Raw data
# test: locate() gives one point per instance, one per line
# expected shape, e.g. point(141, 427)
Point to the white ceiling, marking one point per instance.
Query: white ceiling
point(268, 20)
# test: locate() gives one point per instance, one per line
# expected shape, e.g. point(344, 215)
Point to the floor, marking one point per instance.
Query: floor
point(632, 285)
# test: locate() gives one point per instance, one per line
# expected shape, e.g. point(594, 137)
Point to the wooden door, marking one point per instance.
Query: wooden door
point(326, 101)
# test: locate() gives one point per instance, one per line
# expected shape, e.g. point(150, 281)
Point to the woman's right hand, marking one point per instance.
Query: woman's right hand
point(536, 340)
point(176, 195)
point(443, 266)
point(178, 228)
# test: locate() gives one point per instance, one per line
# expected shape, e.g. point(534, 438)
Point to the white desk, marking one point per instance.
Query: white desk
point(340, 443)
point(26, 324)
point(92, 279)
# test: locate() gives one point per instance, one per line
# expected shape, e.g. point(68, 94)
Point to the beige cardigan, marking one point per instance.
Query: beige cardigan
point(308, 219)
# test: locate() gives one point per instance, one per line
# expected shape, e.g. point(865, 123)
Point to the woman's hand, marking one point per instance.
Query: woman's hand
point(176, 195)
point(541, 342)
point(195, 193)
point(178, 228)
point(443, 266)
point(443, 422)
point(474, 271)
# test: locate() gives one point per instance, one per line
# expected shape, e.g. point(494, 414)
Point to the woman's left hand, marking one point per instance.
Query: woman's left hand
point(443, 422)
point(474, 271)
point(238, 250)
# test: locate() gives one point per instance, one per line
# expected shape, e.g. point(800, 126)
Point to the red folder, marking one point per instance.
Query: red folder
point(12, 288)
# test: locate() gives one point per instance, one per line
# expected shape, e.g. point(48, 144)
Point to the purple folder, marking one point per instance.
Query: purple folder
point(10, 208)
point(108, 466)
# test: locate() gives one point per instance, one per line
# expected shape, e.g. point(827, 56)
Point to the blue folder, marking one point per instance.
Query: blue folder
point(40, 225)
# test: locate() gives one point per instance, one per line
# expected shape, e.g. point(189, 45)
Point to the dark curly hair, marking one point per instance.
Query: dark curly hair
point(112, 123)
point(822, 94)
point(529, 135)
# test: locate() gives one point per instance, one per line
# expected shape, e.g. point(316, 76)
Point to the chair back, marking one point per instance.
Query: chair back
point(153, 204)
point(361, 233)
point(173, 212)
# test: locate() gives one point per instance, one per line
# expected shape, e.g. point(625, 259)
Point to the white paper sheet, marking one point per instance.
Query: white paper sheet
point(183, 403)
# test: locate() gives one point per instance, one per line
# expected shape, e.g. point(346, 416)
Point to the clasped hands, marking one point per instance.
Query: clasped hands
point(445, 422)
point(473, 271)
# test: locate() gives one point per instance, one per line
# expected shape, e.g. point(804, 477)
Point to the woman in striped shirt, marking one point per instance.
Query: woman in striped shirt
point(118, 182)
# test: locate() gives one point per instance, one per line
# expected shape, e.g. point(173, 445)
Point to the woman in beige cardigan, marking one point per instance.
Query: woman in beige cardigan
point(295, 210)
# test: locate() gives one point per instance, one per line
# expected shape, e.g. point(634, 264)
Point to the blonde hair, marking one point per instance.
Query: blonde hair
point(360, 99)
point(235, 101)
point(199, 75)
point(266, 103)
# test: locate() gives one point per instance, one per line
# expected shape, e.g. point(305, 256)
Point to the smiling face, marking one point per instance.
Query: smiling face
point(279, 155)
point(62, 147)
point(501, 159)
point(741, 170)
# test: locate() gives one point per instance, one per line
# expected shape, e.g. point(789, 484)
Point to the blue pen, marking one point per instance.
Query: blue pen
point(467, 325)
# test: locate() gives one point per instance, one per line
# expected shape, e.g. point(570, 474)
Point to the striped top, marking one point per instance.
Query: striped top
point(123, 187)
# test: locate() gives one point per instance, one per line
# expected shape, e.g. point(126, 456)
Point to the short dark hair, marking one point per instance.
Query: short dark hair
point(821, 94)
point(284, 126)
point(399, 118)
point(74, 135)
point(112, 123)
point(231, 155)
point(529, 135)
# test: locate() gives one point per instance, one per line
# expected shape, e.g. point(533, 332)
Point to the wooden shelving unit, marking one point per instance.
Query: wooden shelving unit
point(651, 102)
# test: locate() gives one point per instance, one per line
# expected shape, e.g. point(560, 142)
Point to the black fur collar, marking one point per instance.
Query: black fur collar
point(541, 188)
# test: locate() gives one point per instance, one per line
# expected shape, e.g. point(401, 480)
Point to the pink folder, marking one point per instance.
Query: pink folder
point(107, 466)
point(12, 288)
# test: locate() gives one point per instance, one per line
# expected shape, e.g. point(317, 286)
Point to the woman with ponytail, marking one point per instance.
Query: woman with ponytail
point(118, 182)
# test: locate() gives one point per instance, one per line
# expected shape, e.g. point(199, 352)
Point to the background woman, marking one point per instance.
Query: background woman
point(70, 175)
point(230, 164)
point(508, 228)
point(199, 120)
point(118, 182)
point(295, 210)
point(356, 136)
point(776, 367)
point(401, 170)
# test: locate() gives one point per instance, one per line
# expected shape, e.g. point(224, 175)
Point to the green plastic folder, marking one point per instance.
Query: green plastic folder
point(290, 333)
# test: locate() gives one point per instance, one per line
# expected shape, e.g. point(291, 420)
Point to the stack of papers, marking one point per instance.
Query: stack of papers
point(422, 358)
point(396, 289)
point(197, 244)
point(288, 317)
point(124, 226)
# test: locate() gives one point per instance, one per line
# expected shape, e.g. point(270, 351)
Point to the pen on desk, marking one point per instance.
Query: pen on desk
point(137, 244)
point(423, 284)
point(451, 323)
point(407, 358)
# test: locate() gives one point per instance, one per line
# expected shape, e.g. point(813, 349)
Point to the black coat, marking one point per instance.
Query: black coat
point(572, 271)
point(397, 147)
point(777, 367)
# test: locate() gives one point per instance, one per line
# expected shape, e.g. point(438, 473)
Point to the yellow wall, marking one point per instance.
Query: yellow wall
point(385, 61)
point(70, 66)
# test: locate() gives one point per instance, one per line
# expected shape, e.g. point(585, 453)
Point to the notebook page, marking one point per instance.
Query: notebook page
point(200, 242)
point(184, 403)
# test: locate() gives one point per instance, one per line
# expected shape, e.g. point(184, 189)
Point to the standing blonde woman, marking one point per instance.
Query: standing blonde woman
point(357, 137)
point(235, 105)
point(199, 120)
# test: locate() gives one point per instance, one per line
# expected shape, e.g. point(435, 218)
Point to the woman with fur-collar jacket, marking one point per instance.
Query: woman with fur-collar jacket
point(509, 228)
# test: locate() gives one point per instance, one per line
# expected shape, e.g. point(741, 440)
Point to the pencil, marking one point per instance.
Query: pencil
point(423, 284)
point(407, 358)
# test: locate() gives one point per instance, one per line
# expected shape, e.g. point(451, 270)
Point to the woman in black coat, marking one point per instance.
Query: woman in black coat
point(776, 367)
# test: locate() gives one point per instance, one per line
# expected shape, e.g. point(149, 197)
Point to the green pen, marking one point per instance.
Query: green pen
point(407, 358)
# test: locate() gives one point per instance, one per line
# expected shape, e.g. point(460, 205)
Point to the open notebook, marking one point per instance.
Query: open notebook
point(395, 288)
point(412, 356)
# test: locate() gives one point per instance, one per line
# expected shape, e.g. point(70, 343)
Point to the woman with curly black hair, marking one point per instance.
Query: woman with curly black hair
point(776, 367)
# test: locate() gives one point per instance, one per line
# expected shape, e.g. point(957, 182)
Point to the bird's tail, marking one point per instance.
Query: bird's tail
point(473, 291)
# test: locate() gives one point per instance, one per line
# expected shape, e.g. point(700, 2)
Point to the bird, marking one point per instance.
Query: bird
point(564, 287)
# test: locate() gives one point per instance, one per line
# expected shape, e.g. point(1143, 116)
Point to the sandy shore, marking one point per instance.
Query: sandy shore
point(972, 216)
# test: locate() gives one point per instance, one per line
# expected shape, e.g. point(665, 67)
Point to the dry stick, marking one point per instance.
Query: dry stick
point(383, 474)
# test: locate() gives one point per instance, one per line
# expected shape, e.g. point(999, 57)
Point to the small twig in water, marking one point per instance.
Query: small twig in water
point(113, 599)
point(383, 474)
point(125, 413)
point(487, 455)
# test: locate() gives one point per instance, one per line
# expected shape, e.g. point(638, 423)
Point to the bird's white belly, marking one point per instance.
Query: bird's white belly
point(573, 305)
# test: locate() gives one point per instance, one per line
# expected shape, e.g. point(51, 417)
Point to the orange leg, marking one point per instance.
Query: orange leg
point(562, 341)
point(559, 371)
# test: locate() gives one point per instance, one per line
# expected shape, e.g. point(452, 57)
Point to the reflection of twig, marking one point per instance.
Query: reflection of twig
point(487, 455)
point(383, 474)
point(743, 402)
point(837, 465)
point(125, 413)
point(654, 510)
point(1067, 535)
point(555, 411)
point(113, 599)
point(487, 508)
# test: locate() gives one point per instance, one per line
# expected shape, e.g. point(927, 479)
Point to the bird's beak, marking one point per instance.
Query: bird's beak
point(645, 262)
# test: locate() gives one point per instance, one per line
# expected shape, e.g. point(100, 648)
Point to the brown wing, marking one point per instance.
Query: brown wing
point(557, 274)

What this task involves
Convert the data from its first line through the line containing "point(92, 279)" into a JSON list of strings, one string per line, and omit any blank lines.

Problem solution
[
  "# test: locate() gives one point per instance, one per line",
  "# expected shape, e.g. point(141, 427)",
  "Point to the white ceiling, marking one point per instance.",
  "Query: white ceiling",
  "point(268, 20)",
  "# test: locate() gives one point per instance, one per line",
  "# expected shape, e.g. point(344, 215)",
  "Point to the floor, marking one point per instance.",
  "Query: floor",
  "point(632, 285)",
  "# test: locate() gives one point per instance, one per line",
  "# expected shape, e.g. point(594, 137)",
  "Point to the wooden door, marking one point per instance.",
  "Query: wooden door",
  "point(326, 101)",
  "# test: locate() gives one point per instance, one per line",
  "# expected shape, e.g. point(150, 281)",
  "Point to the woman's right hand, marking one point per instance.",
  "Query: woman's right hand",
  "point(536, 340)",
  "point(176, 195)",
  "point(443, 266)",
  "point(178, 228)",
  "# test: locate() gives one point per instance, one per line",
  "# expected shape, e.g. point(534, 438)",
  "Point to the white desk, marking one point per instance.",
  "Query: white desk",
  "point(340, 443)",
  "point(26, 324)",
  "point(92, 279)"
]